Data for the task Block Start
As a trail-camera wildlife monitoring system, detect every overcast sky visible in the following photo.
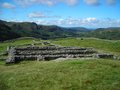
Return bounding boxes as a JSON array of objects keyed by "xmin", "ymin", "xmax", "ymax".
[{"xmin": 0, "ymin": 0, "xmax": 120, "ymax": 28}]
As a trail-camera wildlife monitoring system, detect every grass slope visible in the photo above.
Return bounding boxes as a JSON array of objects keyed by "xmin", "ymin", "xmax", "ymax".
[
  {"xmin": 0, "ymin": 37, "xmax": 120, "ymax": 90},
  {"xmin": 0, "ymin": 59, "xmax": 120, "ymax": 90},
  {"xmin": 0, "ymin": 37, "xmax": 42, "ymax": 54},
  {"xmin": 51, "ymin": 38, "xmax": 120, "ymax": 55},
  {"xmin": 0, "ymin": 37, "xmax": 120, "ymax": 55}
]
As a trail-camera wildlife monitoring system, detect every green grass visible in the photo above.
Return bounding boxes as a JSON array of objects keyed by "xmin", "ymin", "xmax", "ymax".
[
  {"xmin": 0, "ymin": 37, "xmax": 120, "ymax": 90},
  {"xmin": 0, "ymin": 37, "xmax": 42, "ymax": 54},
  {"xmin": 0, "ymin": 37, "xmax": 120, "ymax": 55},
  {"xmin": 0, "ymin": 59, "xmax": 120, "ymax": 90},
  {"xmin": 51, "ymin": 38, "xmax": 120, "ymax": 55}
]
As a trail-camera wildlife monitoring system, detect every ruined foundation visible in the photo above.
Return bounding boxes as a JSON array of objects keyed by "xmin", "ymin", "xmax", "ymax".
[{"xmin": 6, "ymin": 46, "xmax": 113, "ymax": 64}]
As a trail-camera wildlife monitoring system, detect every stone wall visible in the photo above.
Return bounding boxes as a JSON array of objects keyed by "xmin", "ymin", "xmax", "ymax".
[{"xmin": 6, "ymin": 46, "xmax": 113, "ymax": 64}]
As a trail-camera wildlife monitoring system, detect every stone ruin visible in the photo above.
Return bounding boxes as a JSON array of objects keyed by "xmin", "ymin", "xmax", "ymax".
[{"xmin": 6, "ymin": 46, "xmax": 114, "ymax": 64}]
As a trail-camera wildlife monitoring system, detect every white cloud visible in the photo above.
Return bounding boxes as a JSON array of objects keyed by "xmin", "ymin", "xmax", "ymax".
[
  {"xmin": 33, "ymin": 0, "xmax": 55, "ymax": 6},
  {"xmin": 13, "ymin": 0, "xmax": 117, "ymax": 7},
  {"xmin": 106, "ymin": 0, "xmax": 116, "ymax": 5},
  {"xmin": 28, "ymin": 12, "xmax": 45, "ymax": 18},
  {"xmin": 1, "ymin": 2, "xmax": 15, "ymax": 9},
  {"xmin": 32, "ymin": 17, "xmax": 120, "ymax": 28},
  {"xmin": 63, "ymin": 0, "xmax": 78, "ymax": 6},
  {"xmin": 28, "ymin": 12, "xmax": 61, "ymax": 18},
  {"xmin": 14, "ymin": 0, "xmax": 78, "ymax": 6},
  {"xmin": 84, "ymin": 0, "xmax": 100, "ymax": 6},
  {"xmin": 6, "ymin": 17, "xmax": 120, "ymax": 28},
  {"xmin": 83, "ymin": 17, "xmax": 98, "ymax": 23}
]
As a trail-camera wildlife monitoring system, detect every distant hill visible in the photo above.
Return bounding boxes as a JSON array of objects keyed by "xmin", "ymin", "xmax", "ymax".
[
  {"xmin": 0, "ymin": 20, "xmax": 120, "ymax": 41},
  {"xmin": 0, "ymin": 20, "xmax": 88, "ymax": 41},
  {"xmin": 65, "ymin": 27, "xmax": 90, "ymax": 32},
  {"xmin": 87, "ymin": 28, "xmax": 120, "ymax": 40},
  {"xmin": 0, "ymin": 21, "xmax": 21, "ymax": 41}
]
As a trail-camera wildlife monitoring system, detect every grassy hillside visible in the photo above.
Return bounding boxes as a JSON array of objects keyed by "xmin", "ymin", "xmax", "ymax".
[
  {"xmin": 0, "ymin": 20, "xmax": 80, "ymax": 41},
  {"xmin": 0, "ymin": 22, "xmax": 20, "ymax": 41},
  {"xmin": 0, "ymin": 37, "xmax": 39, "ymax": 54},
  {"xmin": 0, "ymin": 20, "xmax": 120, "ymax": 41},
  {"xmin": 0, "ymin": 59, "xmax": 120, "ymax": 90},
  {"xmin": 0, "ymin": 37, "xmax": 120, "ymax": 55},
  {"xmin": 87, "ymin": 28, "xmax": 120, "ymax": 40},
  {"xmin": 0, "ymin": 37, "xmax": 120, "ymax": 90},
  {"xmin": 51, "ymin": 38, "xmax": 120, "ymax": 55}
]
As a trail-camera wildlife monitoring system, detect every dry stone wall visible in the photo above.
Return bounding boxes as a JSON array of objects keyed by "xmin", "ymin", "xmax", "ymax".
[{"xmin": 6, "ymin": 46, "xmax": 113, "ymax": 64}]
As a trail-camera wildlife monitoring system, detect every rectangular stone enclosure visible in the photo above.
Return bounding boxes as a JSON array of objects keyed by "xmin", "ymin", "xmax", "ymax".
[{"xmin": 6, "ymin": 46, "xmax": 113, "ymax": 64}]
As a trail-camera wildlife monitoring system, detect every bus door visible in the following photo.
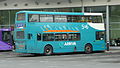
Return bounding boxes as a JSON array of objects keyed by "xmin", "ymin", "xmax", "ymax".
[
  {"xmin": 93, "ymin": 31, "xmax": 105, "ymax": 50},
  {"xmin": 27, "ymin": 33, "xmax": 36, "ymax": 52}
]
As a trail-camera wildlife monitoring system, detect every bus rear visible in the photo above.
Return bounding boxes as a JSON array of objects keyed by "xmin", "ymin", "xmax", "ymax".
Data for the task Block End
◆ **Exercise goal**
Keeping every character as it is, restate the lines above that run from the line with "As a trail-camera wildlife monitoring system, detect every white" through the line with "hillside visible in the photo above.", both included, and nothing else.

◆ **Task result**
As a trail-camera wildlife monitoring system, detect every white cloud visible in the photo above.
Return bounding boxes as a JSON array of objects keyed by "xmin", "ymin", "xmax", "ymax".
[
  {"xmin": 33, "ymin": 0, "xmax": 55, "ymax": 6},
  {"xmin": 13, "ymin": 0, "xmax": 117, "ymax": 7},
  {"xmin": 106, "ymin": 0, "xmax": 116, "ymax": 5},
  {"xmin": 28, "ymin": 12, "xmax": 45, "ymax": 18},
  {"xmin": 1, "ymin": 2, "xmax": 15, "ymax": 9},
  {"xmin": 32, "ymin": 17, "xmax": 120, "ymax": 28},
  {"xmin": 63, "ymin": 0, "xmax": 78, "ymax": 6},
  {"xmin": 28, "ymin": 12, "xmax": 61, "ymax": 18},
  {"xmin": 14, "ymin": 0, "xmax": 78, "ymax": 6},
  {"xmin": 84, "ymin": 0, "xmax": 100, "ymax": 6},
  {"xmin": 6, "ymin": 17, "xmax": 120, "ymax": 28},
  {"xmin": 83, "ymin": 17, "xmax": 98, "ymax": 23}
]
As a trail-camera wildlife monitoring system, detect every distant hill visible in the photo above.
Return bounding boxes as a JSON array of objects keyed by "xmin", "ymin", "xmax", "ymax".
[
  {"xmin": 0, "ymin": 20, "xmax": 120, "ymax": 41},
  {"xmin": 0, "ymin": 20, "xmax": 88, "ymax": 41},
  {"xmin": 65, "ymin": 27, "xmax": 90, "ymax": 32},
  {"xmin": 87, "ymin": 28, "xmax": 120, "ymax": 40},
  {"xmin": 0, "ymin": 21, "xmax": 21, "ymax": 41}
]
As a trail-camera wildlife monitoring system, detect every grassy hillside visible in the photo above.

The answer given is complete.